======== Supplied passage

Bookmark and follow our exclusive coverage of the South by Southwest Film Festival 2016.
You can tell a lot about a man by looking at his face. The roads he’s walked, the heartache; all is communicated without him speaking a single word. Such is the case with Ashley, Andre Royo’s lead character in the quiet and powerful Hunter Gatherer. Little is known about Ashley’s past, only that he just ended a three-year prison stint. But Royo’s frown lines and furrowed brow tell a story of pain. He is a newborn to the modern streets of South Central, with all the time in the world and no time to lose.
Ashley is in good company with the likes of Thief’s Frank and Silver Linings Playbook‘s Pat Solatano. All are men recently released from prison or the hospital, with little knowledge of their surroundings and a great desire to build themselves into a socially accepted, successful male stereotype. In Hunter Gatherer, Ashley wants more than anything to rekindle a romance with his former girlfriend, Linda (Ashley Wilkerson). Ashley must soon learn that adulthood is about compromise and, like all good protagonists, that by going after what he wants, he will find what he needs.
From the first frames of the film, Royo demands our attention. With the flash of a bemused smile or a piercing glare, the actor creates a character of great depth and humanity. Ashley exhibits a practiced calmness, an easygoing nature built to deflect all external negativity. At the same time, there is a tumultuous pain running beneath that looks like it’s ready to erupt at any moment. Many will draw comparisons to Royo’s character Bubbles from HBO’s The Wire. Both Ashley and Bubbles are fast-talking outcasts with a desire for connection. And both act as surrogate parents to younger male counterparts. In Hunter Gatherer, Ashley’s partner in industry is Jeremy, played by the subdued and immediately likable George Sample III. To only view this as a retread of The Wire would be to miss out on the subtle yet intense relationship these two build over the film’s short running time.

================

What to work on => Copy the passage of the Hunter Gatherer review between "Bookmark and follow" and "time to lose.", inclusive. The material after the review comes from a different source.

======== Extracted entries

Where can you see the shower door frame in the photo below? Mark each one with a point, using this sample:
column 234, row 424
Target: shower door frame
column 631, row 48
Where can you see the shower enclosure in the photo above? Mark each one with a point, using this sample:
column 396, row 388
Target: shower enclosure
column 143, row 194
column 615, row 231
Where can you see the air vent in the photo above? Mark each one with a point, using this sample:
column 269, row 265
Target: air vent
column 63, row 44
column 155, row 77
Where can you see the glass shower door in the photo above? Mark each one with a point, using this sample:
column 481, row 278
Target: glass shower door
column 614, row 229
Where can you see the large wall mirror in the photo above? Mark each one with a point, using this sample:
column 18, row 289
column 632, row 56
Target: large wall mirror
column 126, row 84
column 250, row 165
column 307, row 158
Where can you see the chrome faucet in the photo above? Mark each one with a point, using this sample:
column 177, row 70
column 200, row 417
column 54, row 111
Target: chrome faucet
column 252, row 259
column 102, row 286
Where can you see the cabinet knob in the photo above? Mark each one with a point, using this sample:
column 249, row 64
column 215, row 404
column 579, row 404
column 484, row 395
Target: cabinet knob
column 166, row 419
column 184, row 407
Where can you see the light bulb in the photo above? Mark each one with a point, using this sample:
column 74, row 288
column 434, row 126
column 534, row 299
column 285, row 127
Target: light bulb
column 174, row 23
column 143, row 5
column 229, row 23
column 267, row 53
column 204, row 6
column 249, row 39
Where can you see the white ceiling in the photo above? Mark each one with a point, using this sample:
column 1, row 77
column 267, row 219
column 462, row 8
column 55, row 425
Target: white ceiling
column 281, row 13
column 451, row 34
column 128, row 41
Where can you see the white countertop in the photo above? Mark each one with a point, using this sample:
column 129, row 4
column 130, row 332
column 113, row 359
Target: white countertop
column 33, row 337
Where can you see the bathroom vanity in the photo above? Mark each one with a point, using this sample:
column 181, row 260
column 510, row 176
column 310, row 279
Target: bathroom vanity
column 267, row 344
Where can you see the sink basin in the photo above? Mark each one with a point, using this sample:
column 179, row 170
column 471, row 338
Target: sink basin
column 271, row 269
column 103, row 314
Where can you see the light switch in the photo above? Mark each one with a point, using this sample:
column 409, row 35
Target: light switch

================
======== Extracted entries

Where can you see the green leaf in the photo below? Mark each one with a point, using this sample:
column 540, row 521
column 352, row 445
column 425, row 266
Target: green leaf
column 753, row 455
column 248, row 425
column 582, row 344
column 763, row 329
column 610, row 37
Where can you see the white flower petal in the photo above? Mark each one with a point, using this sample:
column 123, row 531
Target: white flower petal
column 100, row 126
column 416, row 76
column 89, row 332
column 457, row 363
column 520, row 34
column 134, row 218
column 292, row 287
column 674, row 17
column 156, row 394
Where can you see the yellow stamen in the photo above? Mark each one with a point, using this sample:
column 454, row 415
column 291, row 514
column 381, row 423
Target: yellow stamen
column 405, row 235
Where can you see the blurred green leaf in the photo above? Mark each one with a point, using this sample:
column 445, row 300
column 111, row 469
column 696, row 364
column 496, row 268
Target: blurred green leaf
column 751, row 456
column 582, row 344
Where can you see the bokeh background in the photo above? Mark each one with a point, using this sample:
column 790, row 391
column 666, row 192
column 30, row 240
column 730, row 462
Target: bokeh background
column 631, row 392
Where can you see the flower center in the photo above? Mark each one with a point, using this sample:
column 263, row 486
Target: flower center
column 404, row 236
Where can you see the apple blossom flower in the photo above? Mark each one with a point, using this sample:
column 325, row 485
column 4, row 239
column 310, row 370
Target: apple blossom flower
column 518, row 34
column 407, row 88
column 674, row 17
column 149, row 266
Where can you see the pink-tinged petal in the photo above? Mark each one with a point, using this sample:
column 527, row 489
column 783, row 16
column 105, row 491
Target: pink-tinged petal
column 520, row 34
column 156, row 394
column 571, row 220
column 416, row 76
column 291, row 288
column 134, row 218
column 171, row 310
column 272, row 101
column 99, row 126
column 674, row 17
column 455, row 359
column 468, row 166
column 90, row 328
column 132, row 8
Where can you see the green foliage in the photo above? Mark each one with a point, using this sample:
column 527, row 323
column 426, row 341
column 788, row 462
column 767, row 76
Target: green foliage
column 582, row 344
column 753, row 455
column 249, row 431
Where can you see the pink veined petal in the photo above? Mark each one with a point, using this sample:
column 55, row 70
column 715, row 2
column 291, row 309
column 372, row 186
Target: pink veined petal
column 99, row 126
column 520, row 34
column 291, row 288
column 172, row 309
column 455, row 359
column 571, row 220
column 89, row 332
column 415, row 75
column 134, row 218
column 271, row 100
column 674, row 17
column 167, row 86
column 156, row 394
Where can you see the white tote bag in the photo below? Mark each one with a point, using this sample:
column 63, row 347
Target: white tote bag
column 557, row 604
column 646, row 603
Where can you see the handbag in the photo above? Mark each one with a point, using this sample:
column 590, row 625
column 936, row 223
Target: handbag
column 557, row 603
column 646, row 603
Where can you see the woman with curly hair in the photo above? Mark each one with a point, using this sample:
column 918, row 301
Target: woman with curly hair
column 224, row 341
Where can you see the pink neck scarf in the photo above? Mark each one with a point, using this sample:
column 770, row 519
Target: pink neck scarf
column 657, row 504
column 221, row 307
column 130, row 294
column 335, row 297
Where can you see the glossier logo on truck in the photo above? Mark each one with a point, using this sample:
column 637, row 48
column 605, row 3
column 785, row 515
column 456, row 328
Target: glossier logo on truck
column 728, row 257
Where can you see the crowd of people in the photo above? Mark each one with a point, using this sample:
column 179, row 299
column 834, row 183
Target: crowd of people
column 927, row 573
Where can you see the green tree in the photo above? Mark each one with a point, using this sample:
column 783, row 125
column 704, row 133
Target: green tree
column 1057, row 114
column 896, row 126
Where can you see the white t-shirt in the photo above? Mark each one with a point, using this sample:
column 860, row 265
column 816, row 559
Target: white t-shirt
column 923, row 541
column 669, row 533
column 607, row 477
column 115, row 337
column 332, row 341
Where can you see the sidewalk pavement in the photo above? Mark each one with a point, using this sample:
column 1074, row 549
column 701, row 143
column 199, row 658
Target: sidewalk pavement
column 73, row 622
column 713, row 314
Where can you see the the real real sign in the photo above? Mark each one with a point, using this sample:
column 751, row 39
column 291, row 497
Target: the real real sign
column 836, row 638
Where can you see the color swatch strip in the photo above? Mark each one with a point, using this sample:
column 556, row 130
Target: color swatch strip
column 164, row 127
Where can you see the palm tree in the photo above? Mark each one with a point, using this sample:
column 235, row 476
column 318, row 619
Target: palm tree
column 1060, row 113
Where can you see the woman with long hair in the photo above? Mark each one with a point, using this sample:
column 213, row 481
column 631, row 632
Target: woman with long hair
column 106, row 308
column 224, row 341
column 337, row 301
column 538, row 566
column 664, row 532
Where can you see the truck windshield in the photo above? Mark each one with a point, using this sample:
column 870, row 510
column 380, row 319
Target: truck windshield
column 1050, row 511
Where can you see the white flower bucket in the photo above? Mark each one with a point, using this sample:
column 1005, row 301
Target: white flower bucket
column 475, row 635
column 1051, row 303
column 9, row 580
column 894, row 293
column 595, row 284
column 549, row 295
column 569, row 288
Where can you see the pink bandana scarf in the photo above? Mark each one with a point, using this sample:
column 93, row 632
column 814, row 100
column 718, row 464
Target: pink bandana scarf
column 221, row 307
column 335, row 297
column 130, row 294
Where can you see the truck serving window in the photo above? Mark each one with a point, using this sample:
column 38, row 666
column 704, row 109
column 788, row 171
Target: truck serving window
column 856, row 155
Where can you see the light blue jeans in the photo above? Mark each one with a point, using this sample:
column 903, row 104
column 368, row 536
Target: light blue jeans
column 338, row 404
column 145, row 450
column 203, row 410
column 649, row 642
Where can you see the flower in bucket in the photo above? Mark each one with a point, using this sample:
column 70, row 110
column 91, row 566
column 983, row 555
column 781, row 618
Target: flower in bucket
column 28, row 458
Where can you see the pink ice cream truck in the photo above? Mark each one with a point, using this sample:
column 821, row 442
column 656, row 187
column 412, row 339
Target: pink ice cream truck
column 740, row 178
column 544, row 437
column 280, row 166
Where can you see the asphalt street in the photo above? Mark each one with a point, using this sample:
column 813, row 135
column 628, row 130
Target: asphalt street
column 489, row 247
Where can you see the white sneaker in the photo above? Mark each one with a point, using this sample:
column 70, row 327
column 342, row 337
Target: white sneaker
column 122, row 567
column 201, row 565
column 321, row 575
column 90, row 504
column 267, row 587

================

Exercise solution =>
Bookmark and follow our exclusive coverage of the South by Southwest Film Festival 2016.
You can tell a lot about a man by looking at his face. The roads he’s walked, the heartache; all is communicated without him speaking a single word. Such is the case with Ashley, Andre Royo’s lead character in the quiet and powerful Hunter Gatherer. Little is known about Ashley’s past, only that he just ended a three-year prison stint. But Royo’s frown lines and furrowed brow tell a story of pain. He is a newborn to the modern streets of South Central, with all the time in the world and no time to lose.